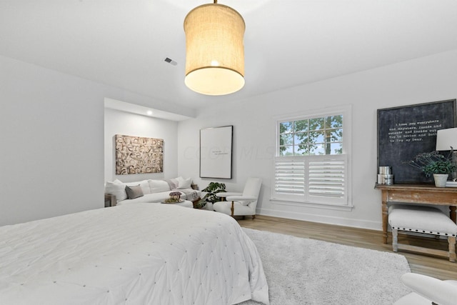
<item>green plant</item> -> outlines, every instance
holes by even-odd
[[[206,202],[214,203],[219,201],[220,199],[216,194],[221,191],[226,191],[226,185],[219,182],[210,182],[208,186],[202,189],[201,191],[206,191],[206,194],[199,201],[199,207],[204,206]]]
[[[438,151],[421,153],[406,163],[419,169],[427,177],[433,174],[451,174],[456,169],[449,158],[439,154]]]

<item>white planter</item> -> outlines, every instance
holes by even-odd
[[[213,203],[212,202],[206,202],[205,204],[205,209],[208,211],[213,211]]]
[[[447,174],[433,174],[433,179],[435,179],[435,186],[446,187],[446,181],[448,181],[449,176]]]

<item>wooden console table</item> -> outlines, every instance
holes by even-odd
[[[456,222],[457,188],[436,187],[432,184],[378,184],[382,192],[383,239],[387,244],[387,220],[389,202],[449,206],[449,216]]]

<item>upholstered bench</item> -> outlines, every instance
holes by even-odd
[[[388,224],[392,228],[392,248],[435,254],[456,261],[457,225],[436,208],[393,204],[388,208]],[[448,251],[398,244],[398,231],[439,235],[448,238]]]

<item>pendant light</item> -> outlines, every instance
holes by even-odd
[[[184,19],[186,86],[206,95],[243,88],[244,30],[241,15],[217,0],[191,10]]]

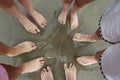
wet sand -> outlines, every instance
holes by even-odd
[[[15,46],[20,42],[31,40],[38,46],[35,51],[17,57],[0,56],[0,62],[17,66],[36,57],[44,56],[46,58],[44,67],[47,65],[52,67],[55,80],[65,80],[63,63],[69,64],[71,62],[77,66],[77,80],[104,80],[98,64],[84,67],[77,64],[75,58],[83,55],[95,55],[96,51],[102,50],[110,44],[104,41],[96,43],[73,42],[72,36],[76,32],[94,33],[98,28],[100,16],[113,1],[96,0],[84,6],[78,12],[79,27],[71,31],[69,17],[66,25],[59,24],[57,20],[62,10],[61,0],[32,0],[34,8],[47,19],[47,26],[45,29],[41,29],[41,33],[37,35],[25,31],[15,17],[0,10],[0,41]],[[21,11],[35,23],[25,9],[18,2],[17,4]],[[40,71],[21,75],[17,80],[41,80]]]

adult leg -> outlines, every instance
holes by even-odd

...

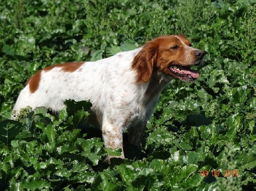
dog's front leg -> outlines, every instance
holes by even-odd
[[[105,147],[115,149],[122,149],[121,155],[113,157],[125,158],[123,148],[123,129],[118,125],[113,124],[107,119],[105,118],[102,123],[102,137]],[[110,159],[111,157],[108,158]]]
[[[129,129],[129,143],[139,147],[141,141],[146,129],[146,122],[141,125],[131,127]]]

■ Stated goal
Find every line in the material above that contains the string "outlines", and copy each one.

■ Finished task
<item>green plant</item> -> outlines, every instance
<item>white planter</item> -> outlines, every instance
<item>wooden console table</item> -> outlines, every instance
<item>upholstered bench</item> -> outlines, every instance
<item>pendant light</item> -> outlines, every instance
wet sand -> outlines, every instance
adult leg -> outlines, every instance
dog's front leg -> outlines, every instance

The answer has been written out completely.